* Dataset content:

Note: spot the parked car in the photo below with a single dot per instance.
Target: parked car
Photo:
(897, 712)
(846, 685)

--

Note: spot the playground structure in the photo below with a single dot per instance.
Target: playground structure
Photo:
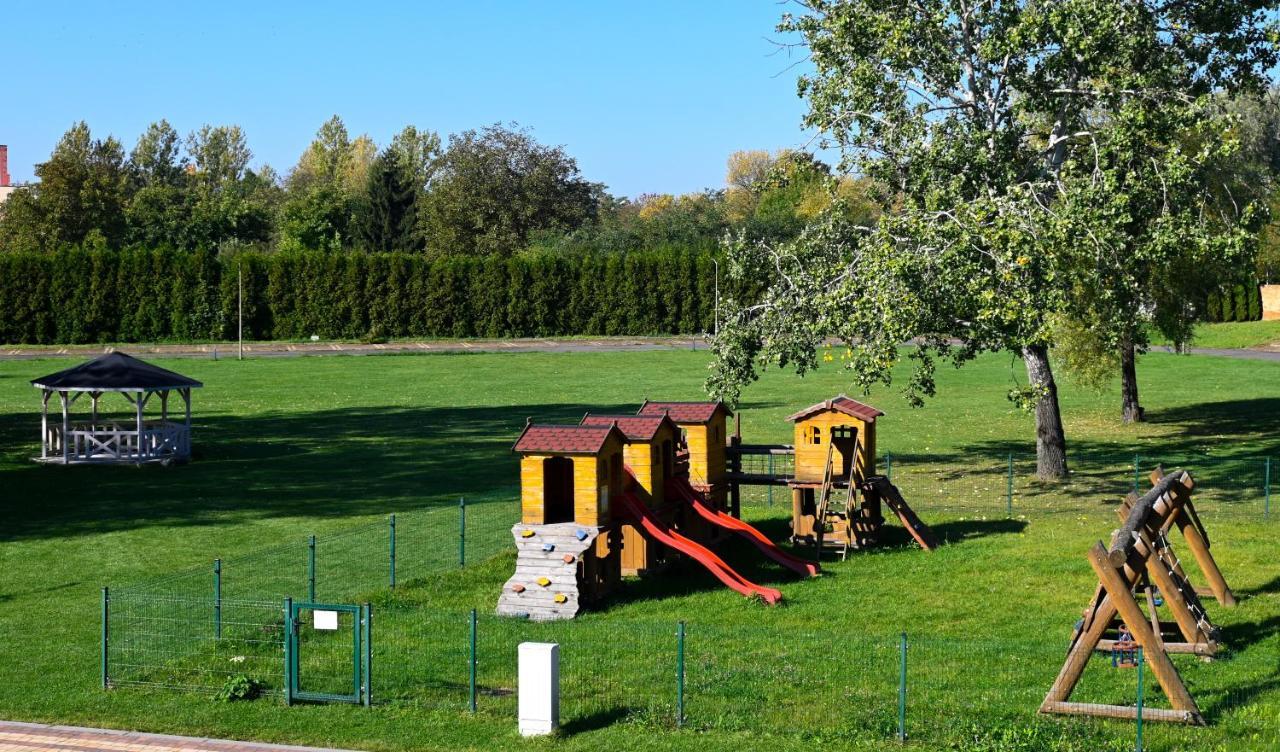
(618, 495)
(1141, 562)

* The problem: Gather each line from the entries above that includes the word "parked".

* Result of this exercise:
Note: spot the parked car in the photo below with a single dot per instance.
Target: parked car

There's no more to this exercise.